## Problem to work on
Repeat exactly the lines below that lie between the line with "Target: woman's long blonde hair" and the line with "point_to(query) returns, for every instance of the taxi side", counting both of those lines as part of the answer.

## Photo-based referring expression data
------------

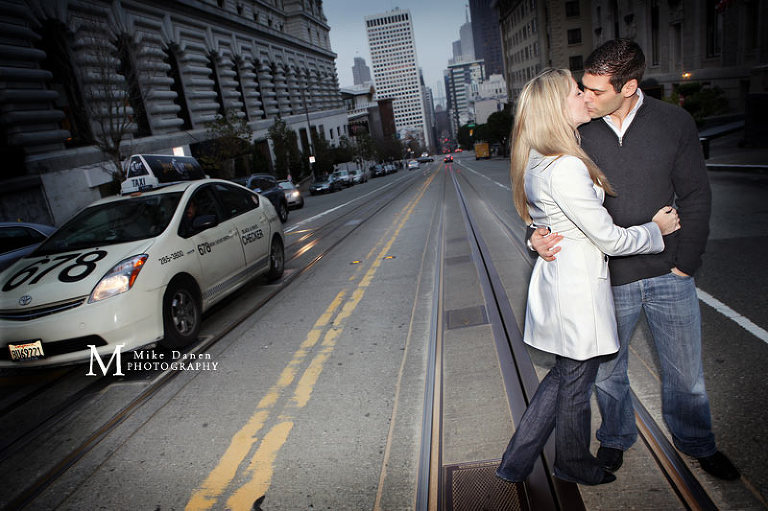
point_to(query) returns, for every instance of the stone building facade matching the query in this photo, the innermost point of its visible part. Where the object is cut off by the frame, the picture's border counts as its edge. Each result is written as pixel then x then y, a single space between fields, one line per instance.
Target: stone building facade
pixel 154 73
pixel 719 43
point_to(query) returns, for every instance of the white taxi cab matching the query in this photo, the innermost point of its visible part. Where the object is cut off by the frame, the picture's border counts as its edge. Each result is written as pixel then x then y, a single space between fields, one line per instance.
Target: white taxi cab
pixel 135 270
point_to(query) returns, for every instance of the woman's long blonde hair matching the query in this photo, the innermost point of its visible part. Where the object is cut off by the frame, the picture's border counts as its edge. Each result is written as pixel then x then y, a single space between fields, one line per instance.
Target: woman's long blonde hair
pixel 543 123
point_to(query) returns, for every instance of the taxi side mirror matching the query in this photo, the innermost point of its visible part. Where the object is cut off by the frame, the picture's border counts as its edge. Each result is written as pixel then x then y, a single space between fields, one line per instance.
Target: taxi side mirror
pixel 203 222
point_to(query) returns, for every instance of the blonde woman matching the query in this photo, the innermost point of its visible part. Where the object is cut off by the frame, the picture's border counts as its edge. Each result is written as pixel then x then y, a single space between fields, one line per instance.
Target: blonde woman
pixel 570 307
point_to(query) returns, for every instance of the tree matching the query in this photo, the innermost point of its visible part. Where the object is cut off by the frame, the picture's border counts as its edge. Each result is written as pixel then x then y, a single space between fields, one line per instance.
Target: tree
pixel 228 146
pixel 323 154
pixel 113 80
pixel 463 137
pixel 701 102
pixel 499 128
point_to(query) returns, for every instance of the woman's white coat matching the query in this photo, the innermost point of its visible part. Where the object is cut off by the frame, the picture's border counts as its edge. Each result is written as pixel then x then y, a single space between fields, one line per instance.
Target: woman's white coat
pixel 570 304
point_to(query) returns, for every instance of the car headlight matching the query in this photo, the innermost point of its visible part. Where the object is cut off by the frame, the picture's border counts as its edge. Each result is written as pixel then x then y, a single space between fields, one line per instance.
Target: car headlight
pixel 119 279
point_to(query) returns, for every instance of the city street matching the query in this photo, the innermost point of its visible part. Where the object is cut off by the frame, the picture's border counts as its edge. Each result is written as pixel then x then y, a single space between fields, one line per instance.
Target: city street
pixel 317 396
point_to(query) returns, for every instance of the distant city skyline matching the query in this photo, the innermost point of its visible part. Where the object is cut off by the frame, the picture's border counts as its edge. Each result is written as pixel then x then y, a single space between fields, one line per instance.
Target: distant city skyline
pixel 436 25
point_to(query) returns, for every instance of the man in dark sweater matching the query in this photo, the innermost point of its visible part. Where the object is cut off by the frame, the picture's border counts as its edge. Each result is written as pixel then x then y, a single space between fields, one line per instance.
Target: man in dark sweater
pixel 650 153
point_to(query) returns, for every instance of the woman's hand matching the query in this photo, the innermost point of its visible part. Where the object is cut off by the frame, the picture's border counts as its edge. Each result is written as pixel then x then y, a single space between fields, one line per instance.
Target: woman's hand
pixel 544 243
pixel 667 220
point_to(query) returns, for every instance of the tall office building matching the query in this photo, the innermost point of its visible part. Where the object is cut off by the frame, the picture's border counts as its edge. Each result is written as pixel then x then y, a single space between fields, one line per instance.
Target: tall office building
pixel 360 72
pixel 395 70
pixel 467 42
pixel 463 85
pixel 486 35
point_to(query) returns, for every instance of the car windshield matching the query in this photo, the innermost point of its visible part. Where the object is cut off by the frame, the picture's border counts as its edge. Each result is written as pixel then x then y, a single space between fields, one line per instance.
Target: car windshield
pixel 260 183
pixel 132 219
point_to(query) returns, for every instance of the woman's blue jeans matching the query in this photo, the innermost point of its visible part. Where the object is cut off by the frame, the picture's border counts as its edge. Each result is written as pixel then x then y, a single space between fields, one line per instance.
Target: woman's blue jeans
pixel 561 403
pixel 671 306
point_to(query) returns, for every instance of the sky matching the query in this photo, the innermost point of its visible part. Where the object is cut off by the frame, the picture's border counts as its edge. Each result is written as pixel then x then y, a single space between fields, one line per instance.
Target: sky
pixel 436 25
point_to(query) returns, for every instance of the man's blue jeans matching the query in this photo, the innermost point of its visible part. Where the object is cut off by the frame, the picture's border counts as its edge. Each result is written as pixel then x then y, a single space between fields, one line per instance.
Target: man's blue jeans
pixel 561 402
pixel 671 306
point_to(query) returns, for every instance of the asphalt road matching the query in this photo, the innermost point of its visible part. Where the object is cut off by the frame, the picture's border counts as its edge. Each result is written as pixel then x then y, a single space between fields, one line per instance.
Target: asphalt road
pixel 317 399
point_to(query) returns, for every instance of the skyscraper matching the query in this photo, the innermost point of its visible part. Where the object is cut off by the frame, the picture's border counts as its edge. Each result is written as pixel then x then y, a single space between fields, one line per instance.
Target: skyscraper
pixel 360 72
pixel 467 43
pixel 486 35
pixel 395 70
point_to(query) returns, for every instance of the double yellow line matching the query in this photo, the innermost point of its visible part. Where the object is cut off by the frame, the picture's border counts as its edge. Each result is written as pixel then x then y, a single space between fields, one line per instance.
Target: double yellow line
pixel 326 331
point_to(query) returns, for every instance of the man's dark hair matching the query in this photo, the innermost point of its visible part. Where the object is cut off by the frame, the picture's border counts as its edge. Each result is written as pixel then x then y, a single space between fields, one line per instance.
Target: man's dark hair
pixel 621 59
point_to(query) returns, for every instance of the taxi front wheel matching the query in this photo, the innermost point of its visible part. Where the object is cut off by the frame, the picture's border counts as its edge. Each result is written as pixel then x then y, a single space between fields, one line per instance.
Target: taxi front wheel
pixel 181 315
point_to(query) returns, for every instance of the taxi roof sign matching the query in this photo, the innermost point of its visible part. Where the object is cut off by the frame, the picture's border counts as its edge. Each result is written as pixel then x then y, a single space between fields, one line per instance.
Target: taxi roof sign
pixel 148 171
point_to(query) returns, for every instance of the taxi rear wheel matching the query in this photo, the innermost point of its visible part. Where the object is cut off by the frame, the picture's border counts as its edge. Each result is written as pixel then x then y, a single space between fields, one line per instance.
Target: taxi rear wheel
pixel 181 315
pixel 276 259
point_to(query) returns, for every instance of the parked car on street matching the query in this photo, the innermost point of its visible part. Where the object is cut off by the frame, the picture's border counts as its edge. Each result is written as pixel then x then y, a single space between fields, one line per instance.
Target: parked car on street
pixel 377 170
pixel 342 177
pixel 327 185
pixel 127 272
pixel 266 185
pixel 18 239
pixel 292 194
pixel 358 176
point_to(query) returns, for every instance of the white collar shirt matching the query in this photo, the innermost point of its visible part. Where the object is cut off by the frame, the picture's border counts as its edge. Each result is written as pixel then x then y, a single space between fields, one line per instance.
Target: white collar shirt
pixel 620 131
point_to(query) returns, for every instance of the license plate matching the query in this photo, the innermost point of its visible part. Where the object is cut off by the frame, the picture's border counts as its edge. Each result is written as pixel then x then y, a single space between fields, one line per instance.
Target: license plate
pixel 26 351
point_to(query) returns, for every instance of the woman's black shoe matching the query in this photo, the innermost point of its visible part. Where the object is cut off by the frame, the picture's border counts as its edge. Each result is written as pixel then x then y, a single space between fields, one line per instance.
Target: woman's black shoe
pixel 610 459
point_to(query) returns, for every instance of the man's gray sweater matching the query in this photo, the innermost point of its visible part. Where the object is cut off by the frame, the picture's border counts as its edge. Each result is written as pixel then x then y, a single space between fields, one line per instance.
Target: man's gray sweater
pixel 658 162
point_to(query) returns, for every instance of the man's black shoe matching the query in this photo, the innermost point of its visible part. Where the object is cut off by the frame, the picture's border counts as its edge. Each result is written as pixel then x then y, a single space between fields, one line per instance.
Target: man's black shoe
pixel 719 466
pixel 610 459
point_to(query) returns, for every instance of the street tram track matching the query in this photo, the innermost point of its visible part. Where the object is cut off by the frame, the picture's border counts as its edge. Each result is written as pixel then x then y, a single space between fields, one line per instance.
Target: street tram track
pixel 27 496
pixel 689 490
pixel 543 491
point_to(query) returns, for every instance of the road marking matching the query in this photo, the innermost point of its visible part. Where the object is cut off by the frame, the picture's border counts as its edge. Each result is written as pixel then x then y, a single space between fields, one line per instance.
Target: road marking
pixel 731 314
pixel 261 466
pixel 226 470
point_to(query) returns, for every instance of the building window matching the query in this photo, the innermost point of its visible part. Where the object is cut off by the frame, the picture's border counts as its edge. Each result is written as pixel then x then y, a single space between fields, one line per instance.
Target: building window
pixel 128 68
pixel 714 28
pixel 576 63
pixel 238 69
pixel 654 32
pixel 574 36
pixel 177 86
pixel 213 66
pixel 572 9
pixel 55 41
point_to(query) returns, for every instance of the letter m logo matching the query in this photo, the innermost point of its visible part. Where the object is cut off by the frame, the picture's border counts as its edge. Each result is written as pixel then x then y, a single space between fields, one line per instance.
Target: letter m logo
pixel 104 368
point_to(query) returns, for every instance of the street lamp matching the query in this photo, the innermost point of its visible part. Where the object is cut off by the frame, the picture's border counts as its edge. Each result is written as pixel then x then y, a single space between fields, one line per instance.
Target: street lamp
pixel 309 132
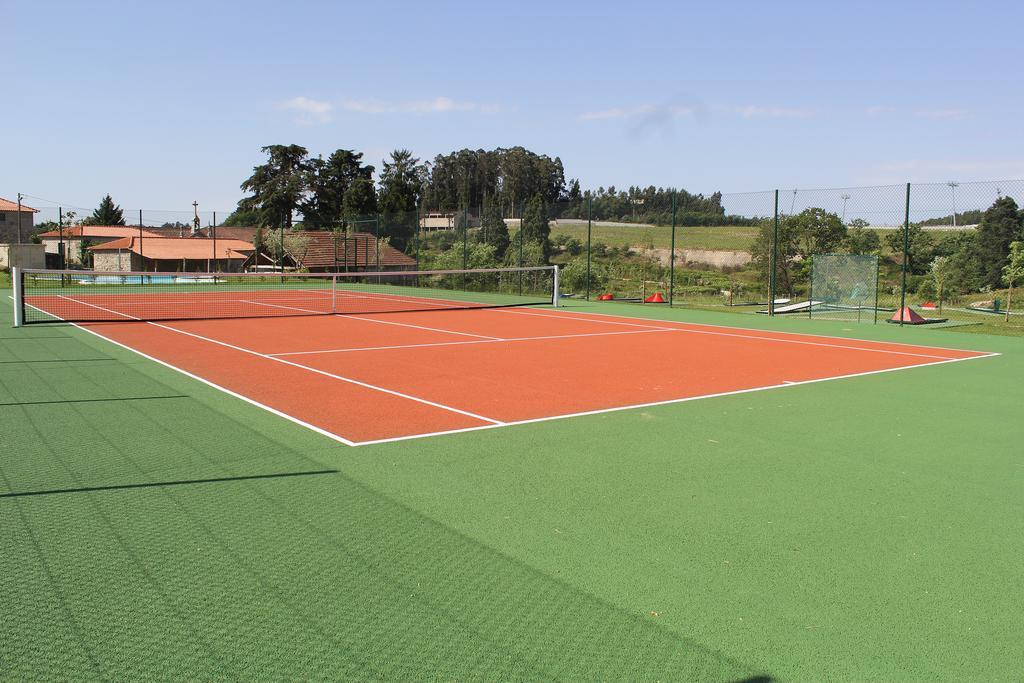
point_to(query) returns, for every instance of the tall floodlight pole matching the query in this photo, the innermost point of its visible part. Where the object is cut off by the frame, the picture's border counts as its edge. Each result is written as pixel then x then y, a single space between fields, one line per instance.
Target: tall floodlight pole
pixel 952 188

------------

## Result of the task
Target: woman's long blonde hair
pixel 543 123
point_to(query) returns, for every instance of the taxi side mirror matching the query in this photo, the innermost point of its visible part. Where the object is cut off by the frame, the picture's border counts as its edge. Each result is written as pixel then x then y, a single space between fields, one line per instance.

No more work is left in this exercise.